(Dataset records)
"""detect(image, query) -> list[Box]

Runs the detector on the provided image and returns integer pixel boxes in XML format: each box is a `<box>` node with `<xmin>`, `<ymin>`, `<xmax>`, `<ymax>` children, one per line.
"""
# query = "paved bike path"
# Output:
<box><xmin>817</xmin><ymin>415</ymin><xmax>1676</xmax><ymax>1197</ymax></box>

▸ **What to produce**
Above are the records; set each one down word for word.

▸ **Exercise solution**
"""detect(image, query) -> list[Box]

Runs the detector on the provided image and returns integer pixel boxes in XML format: each box is a `<box>` node with `<xmin>`, `<ymin>`, `<xmax>`, `<ymax>` children, one per line.
"""
# query = "paved bike path"
# Output:
<box><xmin>817</xmin><ymin>415</ymin><xmax>1676</xmax><ymax>1197</ymax></box>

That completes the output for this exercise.